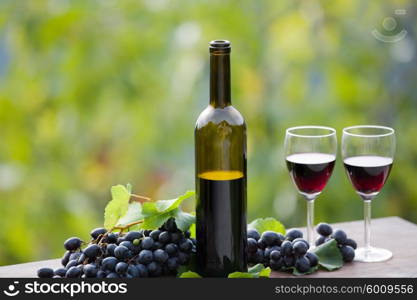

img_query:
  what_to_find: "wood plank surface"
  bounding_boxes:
[0,217,417,278]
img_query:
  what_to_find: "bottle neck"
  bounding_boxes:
[210,53,232,108]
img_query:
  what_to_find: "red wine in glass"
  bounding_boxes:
[343,155,392,196]
[286,152,336,195]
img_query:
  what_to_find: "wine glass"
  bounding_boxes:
[284,126,337,247]
[342,125,395,262]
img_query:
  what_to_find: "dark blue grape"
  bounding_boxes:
[38,268,55,278]
[316,223,333,236]
[248,238,258,253]
[285,229,303,241]
[166,257,180,271]
[254,248,265,264]
[292,238,310,249]
[269,257,284,271]
[269,250,281,260]
[141,237,154,250]
[283,255,295,268]
[114,246,129,259]
[340,246,355,262]
[138,250,153,265]
[64,237,82,251]
[65,267,81,278]
[315,235,326,246]
[248,229,261,241]
[153,249,169,264]
[332,229,347,245]
[147,261,162,277]
[77,253,87,264]
[149,229,161,242]
[306,252,319,267]
[158,231,171,244]
[101,256,118,271]
[295,256,310,273]
[54,268,67,277]
[171,231,184,243]
[261,231,280,247]
[106,232,119,244]
[114,261,129,274]
[61,251,71,267]
[124,231,143,242]
[345,239,358,249]
[127,265,139,278]
[90,228,107,239]
[96,270,107,278]
[119,240,134,250]
[177,251,190,265]
[164,218,178,232]
[165,243,178,256]
[106,272,120,278]
[65,259,78,269]
[83,244,101,258]
[106,244,117,256]
[281,241,292,256]
[151,242,164,250]
[292,241,308,256]
[136,264,149,277]
[83,264,98,278]
[258,239,266,250]
[179,239,193,253]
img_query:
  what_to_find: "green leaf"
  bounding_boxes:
[179,271,202,278]
[104,184,130,229]
[116,202,143,226]
[227,264,271,278]
[173,208,195,231]
[142,191,195,217]
[312,239,343,271]
[284,266,318,276]
[190,223,197,239]
[248,218,285,235]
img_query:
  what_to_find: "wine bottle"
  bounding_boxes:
[195,40,247,277]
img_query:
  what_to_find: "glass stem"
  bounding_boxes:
[307,199,314,247]
[363,200,371,253]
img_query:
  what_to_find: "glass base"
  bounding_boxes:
[355,247,392,262]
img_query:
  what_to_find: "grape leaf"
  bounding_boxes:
[173,208,195,231]
[312,239,343,271]
[227,264,271,278]
[178,271,202,278]
[116,202,143,226]
[248,218,285,234]
[142,191,195,217]
[104,184,130,229]
[282,266,318,276]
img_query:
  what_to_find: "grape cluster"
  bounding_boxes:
[247,229,319,273]
[315,223,357,262]
[38,218,196,278]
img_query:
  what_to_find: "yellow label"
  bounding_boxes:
[198,171,243,180]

▶ REQUIREMENTS
Copy every entry above line for line, leaving out the pictures.

▶ COMPLETE OUTPUT
img_query:
  what_to_find: "wood plank surface"
  bounding_boxes:
[0,217,417,278]
img_query:
  what_to_find: "bottle neck"
  bounding_boxes:
[210,53,232,108]
img_query:
  what_to_find: "red wine in glass"
  bounding_boxes:
[343,155,392,196]
[286,152,336,195]
img_query:
  what_to_find: "wine glass"
  bounding_boxes:
[284,126,337,247]
[342,125,395,262]
img_query:
  what_to_find: "dark blue grape"
  bounding_boxes:
[38,268,55,278]
[316,223,333,236]
[248,238,258,253]
[285,229,303,241]
[166,257,180,271]
[254,248,265,264]
[292,238,310,249]
[269,257,284,271]
[269,250,281,260]
[141,237,154,250]
[283,255,295,268]
[114,246,129,259]
[340,246,355,262]
[138,250,153,265]
[64,237,82,251]
[65,267,81,278]
[315,235,326,246]
[248,229,261,241]
[153,249,169,264]
[332,229,347,245]
[147,261,162,277]
[77,253,87,264]
[149,229,161,242]
[306,252,319,267]
[158,231,171,244]
[101,256,118,271]
[295,256,310,273]
[54,268,67,277]
[171,231,184,243]
[261,231,280,247]
[106,232,119,244]
[114,261,129,274]
[61,251,71,267]
[124,231,143,242]
[345,239,358,249]
[127,265,139,278]
[90,228,107,239]
[96,270,107,278]
[119,240,134,250]
[177,251,190,265]
[164,218,178,232]
[165,243,178,256]
[106,272,120,278]
[65,259,78,269]
[83,244,101,258]
[106,244,117,256]
[281,241,292,256]
[151,242,164,250]
[292,241,308,256]
[136,264,149,277]
[83,264,98,278]
[258,239,266,250]
[179,239,193,253]
img_query:
  what_to_find: "green leaf"
  bounding_boxes:
[179,271,202,278]
[104,184,130,229]
[116,202,143,226]
[227,264,271,278]
[173,208,195,231]
[142,191,195,217]
[312,239,343,271]
[284,266,318,276]
[190,223,197,239]
[248,218,285,235]
img_query:
  what_to_find: "wine bottle"
  bounding_boxes:
[195,40,247,277]
img_query:
  what_to_find: "glass stem"
  bounding_boxes:
[307,199,314,247]
[363,200,371,253]
img_query:
  what_to_find: "glass base"
  bounding_boxes:
[355,247,392,262]
img_query:
  what_to_find: "grape leaf"
  bounding_boxes:
[173,208,195,231]
[312,239,343,271]
[227,264,271,278]
[178,271,202,278]
[116,202,143,226]
[248,218,285,234]
[142,191,195,217]
[104,184,130,229]
[282,266,318,276]
img_query:
  what_to_find: "grape cluster"
  bounding_boxes:
[247,229,319,273]
[315,223,357,262]
[38,218,196,278]
img_query:
  what_to_find: "yellow label"
  bounding_boxes:
[198,171,243,180]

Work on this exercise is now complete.